## begin PROVIDED PASSAGE

Course Syllabus

Why Calculus?

"Mathematics, rightly viewed, possesses not only truth, but supreme beauty-a beauty cold and austere, like that of sculpture, without appeal to any part of our weaker nature, without the gorgeous trappings of painting or music, yet sublimely pure, and capable of a stern perfection such as only the greatest art can show." Bertrand Russell, Mysticism and Logic (1918)

The beauty of calculus is primarily one of ideas. The idea behind the derivative is beautiful, the idea captured by an envelop of tangents is gorgeous, and the relationship between derivatives and integrals is stunning.  

How will you learn Calculus?

• You will have multiple opportunities to problem pose, interpret, problem solve, communicate your mathematical thinking and self-monitor your progress.
• You will have multiple opportunities to interpret multiple representations, solve novel problems & compare to model solution pathways, and personalize your notes by summarizing.
• You will have weekly opportunities to be learning resources for one another and make choices with different challenge levels to clear up misconceptions and extend reasoning.
• You will have weekly opportunities to interpret evidence and adapt your next action steps.
• You will have opportunities to seek and embrace brilliant failure.

## end PROVIDED PASSAGE

WHAT IS EXPECTED –
Transcribe the portion of the calculus course syllabus starting at "Course Syllabus" and ending at "you learn Calculus?".

## begin DATA SECTION

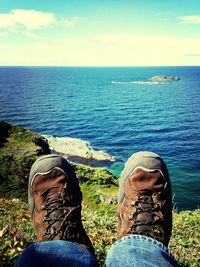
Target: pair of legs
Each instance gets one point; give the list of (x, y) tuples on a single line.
[(144, 215)]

## end DATA SECTION

COMPLETE RESPONSE –
Course Syllabus

Why Calculus?

"Mathematics, rightly viewed, possesses not only truth, but supreme beauty-a beauty cold and austere, like that of sculpture, without appeal to any part of our weaker nature, without the gorgeous trappings of painting or music, yet sublimely pure, and capable of a stern perfection such as only the greatest art can show." Bertrand Russell, Mysticism and Logic (1918)

The beauty of calculus is primarily one of ideas. The idea behind the derivative is beautiful, the idea captured by an envelop of tangents is gorgeous, and the relationship between derivatives and integrals is stunning.  

How will you learn Calculus?